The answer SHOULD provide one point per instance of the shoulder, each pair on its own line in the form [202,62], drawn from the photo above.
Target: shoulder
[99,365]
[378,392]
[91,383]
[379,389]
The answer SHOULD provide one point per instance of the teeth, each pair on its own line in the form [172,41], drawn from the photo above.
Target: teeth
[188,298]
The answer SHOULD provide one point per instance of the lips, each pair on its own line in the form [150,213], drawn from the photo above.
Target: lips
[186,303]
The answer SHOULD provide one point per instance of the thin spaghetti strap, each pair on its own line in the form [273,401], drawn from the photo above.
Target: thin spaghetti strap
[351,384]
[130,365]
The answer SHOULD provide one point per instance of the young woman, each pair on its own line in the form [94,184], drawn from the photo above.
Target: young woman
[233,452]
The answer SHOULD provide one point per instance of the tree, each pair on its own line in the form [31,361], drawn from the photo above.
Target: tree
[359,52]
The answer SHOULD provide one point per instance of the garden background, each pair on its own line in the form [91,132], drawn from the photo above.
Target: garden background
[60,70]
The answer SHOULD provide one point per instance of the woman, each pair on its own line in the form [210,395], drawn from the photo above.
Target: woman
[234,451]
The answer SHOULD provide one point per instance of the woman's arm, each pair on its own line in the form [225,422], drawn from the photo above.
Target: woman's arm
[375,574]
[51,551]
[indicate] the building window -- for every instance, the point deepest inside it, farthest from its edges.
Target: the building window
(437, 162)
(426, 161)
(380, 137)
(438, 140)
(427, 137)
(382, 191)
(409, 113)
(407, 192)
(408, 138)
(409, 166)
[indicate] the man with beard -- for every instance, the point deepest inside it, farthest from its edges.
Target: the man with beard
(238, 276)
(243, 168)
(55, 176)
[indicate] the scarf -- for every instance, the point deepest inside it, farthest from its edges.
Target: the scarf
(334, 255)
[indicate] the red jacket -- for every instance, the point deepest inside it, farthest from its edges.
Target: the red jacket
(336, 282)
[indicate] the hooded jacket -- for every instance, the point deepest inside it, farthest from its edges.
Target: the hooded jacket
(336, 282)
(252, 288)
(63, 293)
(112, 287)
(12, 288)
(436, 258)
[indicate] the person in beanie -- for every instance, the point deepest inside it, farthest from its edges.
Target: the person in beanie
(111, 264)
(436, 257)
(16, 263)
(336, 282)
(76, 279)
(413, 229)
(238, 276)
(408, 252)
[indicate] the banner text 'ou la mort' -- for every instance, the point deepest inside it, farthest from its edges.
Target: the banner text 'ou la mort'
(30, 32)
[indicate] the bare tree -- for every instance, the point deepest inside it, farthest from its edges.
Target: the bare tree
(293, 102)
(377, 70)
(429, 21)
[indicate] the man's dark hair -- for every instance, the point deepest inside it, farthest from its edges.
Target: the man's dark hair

Work to be completed:
Output the whole of the material above, exactly.

Solution to the exercise:
The answer SHOULD provide one point per instance of the shoulder, each pair on its own line in the form [202,62], drawn from the photo above.
Target: shoulder
[99,365]
[378,392]
[91,383]
[379,389]
The answer SHOULD provide one point per instance of the teeth, each pair on its own line in the form [172,41], drawn from the photo above.
Target: teeth
[188,298]
The answer SHOULD provide one point per instance of the lips, each pair on its own line in the form [150,213], drawn from the photo above.
Target: lips
[186,303]
The answer SHOULD provide one point per instance of the thin spaghetti strap, each pair on its own line in the form [273,401], drawn from the photo above.
Target: thin spaghetti strap
[351,384]
[130,365]
The answer SHOULD provide one point per instance of the young woman, each pair on its own line in the form [94,184], drawn from the photo above.
Target: young woman
[233,452]
The answer SHOULD provide one point per instance of the tree, each pair on its own line in the form [31,361], drawn from the photo above.
Target: tree
[359,52]
The answer SHOULD provide one point per instance of the garden background, each pair on its own line in the form [91,132], drawn from the photo above.
Target: garden background
[60,70]
The answer SHOULD provide one point per instance of the woman, each pair on its own line in the form [210,395], drawn from the photo above.
Target: woman
[234,451]
The answer SHOULD provide one point per instance of the woman's arm, each pair on its own line in the form [225,422], drawn from the photo above.
Target: woman's arm
[375,574]
[51,551]
[indicate] the building window -- for every instance, the point deepest inside it, farthest from its edges.
Target: the building window
(437, 162)
(426, 161)
(380, 137)
(438, 140)
(427, 137)
(382, 191)
(409, 113)
(407, 192)
(408, 138)
(409, 166)
[indicate] the man with beard -- for every instance, the point deepest inside it, farthest from its edges.
Target: the man with beard
(238, 276)
(243, 168)
(55, 176)
[indicate] the scarf -- for every instance, the point deepest inside it, farthest from its edges.
Target: the scarf
(334, 255)
[indicate] the red jacket -- for every instance, the point deepest inside it, farthest from its edges.
Target: the red jacket
(336, 282)
[indicate] the hooded jacket -- for every instance, the point deepest inside it, farthest from its edges.
Target: the hooded jacket
(336, 282)
(252, 288)
(63, 293)
(112, 287)
(12, 288)
(436, 258)
[indicate] the person in beanie -- for every instance, the point deepest inside it, farthest from its edges.
Target: the person in beanie
(111, 264)
(436, 257)
(16, 263)
(336, 282)
(76, 279)
(413, 229)
(238, 276)
(408, 252)
[indicate] the banner text 'ou la mort' -- for every instance, the point deepest inside it, farthest from its edges.
Target: the banner text 'ou la mort'
(30, 32)
[indicate] the bare tree -- for every instance, the point deepest inside it, farthest from its edges.
Target: the bare tree
(293, 102)
(377, 70)
(429, 21)
[indicate] the man's dark hair -- for every instance, the point deepest inside it, farthest from its edges.
Target: the man's dark hair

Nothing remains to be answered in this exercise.